* [Exercise objective]
Exact repetition is required: output every record in full.

A block of data
>> start

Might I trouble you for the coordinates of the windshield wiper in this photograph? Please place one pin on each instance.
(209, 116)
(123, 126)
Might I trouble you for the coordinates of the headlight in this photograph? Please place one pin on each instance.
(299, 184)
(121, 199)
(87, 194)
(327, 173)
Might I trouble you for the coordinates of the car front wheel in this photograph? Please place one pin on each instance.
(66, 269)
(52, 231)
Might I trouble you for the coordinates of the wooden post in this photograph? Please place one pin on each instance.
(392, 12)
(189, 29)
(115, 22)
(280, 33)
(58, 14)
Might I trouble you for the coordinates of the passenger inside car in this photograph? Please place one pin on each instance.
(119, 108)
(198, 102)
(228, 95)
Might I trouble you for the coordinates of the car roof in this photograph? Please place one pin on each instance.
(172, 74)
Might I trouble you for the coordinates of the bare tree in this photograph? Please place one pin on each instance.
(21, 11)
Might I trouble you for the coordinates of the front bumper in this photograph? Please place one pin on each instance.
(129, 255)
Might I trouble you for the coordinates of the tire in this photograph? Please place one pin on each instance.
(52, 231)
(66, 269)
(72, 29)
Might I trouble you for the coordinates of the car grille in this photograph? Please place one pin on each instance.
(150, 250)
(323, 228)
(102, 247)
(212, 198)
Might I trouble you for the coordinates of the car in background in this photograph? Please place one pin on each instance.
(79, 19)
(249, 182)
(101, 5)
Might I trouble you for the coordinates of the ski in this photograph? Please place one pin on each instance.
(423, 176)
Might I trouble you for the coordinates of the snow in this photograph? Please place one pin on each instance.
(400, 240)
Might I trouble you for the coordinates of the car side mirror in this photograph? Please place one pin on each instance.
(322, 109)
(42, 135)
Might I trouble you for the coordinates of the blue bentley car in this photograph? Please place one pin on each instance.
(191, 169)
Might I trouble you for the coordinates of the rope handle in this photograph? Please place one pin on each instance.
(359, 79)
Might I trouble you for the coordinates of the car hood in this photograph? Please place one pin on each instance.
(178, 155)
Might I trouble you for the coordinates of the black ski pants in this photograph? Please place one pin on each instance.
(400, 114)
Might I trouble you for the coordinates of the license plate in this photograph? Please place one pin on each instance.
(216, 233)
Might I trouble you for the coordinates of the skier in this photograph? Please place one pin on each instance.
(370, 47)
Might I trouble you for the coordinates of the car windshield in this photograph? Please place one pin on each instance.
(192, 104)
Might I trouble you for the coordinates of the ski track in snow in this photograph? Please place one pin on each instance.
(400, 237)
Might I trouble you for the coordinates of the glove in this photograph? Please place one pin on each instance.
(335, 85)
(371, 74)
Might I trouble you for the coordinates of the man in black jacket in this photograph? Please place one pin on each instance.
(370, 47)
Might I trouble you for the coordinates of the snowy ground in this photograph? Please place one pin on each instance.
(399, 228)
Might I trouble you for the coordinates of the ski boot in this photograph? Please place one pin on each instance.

>> end

* [Solution to this exercise]
Might I trouble you for the coordinates of the windshield wiper in this photograph? Please place one pin on each instance.
(209, 116)
(123, 126)
Might I trouble you for the coordinates of the headlight in this photograph? Please place one pin on each instance.
(299, 184)
(121, 199)
(87, 194)
(327, 173)
Might I trouble you for the coordinates of the car front wheel in this photograph? Please place one pin on each instance.
(66, 269)
(52, 231)
Might I trouble you for the coordinates of the wooden post in this photograph? Please place one pin on each instance.
(392, 12)
(189, 29)
(115, 22)
(280, 33)
(58, 14)
Might I trouble you for the coordinates of the passenger inside car in this photograph? Please place one pin on each instance.
(119, 108)
(198, 102)
(228, 95)
Might I trouble you for the coordinates of the car roof in this photograph? Please place one pin on each instance.
(172, 74)
Might I trouble you for the coordinates of the bare tree in this photograph? Please place one pin on each instance.
(21, 11)
Might I trouble you for the coordinates of the front bumper in this photograph? Please place one pin on each instance.
(129, 255)
Might I trouble you for the coordinates of the tire in this photograph? Please place one pin on each instance.
(52, 231)
(66, 269)
(72, 29)
Might I trouble you for the coordinates of the car grille in this photograph? Please place one pin on each instance.
(150, 250)
(323, 228)
(102, 247)
(212, 198)
Might I trouble you for the coordinates of the car in background in this photograph? Please place one pin on each instance.
(79, 19)
(249, 182)
(101, 5)
Might I trouble you for the coordinates of the ski in this photograph? Please place one pin on each instance.
(423, 176)
Might I trouble you for the coordinates of the snow in this photograph? Please place one pin on each instance.
(400, 240)
Might I trouble you for the coordinates of the car side mirror in this photograph? Please place one pin on each instance.
(322, 109)
(42, 135)
Might I trouble you for the coordinates of the blue bentley car in this photograph? Please place one pin on each instance.
(191, 169)
Might I trouble you for the coordinates of the rope handle in this photograph? Please place one pin on each instance.
(359, 79)
Might I trouble you for the coordinates of the car hood in this photograph? Please place one pin on each instance.
(178, 155)
Might I trouble you for the coordinates of the black ski pants in this photograph? Please place one pin on each instance.
(400, 114)
Might I trouble you for the coordinates of the license plate in this photograph? Please place one pin on each instance.
(216, 233)
Might I trouble you for the coordinates of the skier in this photograph? Please place one pin on each instance.
(370, 47)
Might I trouble you for the coordinates of the car windshield in this photograph? Please place one pin on each instance.
(192, 104)
Might I trouble you for the coordinates of the ski track in snow in this photograph? Please place one pin on each instance.
(400, 237)
Might I trouble you for the coordinates of the glove in this photograph? Please place one pin on each instance.
(335, 85)
(371, 74)
Might I trouble you for the coordinates of the man in black jacket in this photograph? Please place one pin on each instance.
(370, 47)
Might I trouble you for the coordinates of the snowy ground in this photograph? Please place one pin on each instance.
(399, 228)
Might I trouble you for the coordinates of the ski boot in this photograph? Please place one pin on each instance.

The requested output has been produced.